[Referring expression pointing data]
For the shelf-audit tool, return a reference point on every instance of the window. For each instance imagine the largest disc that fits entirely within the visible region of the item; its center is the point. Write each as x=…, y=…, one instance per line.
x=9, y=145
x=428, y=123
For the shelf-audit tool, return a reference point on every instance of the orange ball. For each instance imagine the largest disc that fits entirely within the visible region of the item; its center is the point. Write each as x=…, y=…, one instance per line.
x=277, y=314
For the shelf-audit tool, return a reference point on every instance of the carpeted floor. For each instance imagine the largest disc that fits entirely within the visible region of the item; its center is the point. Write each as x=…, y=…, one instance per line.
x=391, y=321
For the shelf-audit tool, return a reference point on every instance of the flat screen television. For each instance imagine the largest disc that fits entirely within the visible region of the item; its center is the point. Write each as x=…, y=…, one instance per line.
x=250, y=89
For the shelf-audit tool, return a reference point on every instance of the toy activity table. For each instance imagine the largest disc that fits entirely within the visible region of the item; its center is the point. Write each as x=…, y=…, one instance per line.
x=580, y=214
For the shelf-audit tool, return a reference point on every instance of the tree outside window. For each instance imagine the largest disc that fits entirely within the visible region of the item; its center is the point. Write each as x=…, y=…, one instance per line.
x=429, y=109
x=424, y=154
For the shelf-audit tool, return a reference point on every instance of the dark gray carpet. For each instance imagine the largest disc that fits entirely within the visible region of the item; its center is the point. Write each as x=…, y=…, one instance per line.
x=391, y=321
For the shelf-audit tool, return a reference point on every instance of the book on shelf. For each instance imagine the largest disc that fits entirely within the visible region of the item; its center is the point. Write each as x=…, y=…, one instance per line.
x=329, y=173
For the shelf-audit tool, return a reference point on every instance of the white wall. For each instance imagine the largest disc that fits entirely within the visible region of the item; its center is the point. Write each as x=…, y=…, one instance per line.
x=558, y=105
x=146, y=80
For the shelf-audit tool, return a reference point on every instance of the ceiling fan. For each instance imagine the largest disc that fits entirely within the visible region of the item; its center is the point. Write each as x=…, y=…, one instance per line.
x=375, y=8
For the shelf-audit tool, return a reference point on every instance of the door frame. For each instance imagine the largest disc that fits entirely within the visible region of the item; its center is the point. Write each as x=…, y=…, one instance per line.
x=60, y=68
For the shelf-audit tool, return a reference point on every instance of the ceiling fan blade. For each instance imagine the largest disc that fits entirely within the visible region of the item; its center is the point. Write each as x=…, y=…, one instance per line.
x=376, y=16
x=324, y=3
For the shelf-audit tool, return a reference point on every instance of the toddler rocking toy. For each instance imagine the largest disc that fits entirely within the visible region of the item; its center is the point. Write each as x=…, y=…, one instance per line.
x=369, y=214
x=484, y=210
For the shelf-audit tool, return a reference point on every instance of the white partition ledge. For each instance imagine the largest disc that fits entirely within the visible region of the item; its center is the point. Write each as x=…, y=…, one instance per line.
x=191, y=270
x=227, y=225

TRY IT — Print the records above exactly as they appear.

RESULT FOR THIS EXERCISE —
For the shelf-audit tool, return a reference point on every instance of the window. For each instance imagine the largest disc that fits entirely within the visible region of the item; its center is the point. Write each as x=…, y=…, one instance per line.
x=9, y=145
x=428, y=123
For the shelf-audit tool, return a reference point on every instance of the orange ball. For each instance imagine the largest disc that fits entirely within the visible region of the item; its center is the point. Write each as x=…, y=…, one instance per line.
x=277, y=314
For the shelf-audit tool, return a reference point on every instance of the carpeted floor. For each instance imagine the largest disc that fits entirely within the visible region of the item; its center is the point. Write each as x=…, y=…, one instance per line.
x=391, y=321
For the shelf-audit tool, return a reference point on every instance of the flat screen television. For each instance imagine the largest disc that fits entirely within the visible region of the item; its center is the point. Write each as x=…, y=…, one instance per line.
x=250, y=89
For the shelf-audit tool, return a reference point on every instance of the toy activity table. For each instance imagine the largest disc that fits entirely within the visible region of the item; its center is the point. Write each as x=…, y=…, one instance per line.
x=580, y=214
For the shelf-audit tool, return a reference point on every instance of the tree outside window. For each instance imagine the largest disc that fits entirely within the visible region of the item; its center is the point. Write each as x=…, y=…, one instance per line.
x=429, y=109
x=424, y=154
For the shelf-audit tool, return a reference point on every instance of the dark gray carpet. For each instance imagine the largest disc that fits entirely within the visible region of the item; its center is the point. Write each as x=…, y=…, one instance per line.
x=391, y=321
For the shelf-audit tool, return a reference point on every instance of the book on shelf. For each instance imagine the largest disc that fits entirely within the visible region of the item; its center is the point. Write each as x=…, y=…, one instance per line.
x=329, y=173
For the shelf-audit tool, return a reference point on every instance of the white wall. For each instance imagine the largest disc that fits entirely within the visible region of the item; its center is the point. Write each as x=…, y=…, one instance per line.
x=558, y=105
x=146, y=80
For the shelf-audit tool, return a reference point on every instance of the ceiling fan. For each instance imagine the largest disc that fits entirely within the visible region of the item; its center is the point. Write each as x=…, y=…, one instance per line.
x=375, y=8
For the shelf-audit tool, return a reference point on every instance of the door frame. For each instance imagine the largest disc that fits entirely within the visible region of the item; its center is the point. Write each as x=…, y=…, one instance per line.
x=60, y=68
For the shelf-audit tool, return a reference point on every instance of the ceiling fan blade. For each instance imagine the largest disc that fits entirely within the visible region of the item; its center is the point. Write each as x=…, y=…, one instance per line.
x=376, y=16
x=324, y=3
For the shelf-audit tool, return a reference point on every instance of the toddler rocking toy. For each instance imagine the largest disc that fits entirely within the visible region of the item; its center is the point. Write each as x=…, y=…, one instance per line.
x=369, y=214
x=484, y=210
For the shelf-audit tool, return a reference point on every instance of the white partition ledge. For each instance imagine the largest disc that fits entirely within the visible region of the item; its center is the point. Write each as x=…, y=…, one instance per line.
x=191, y=270
x=227, y=225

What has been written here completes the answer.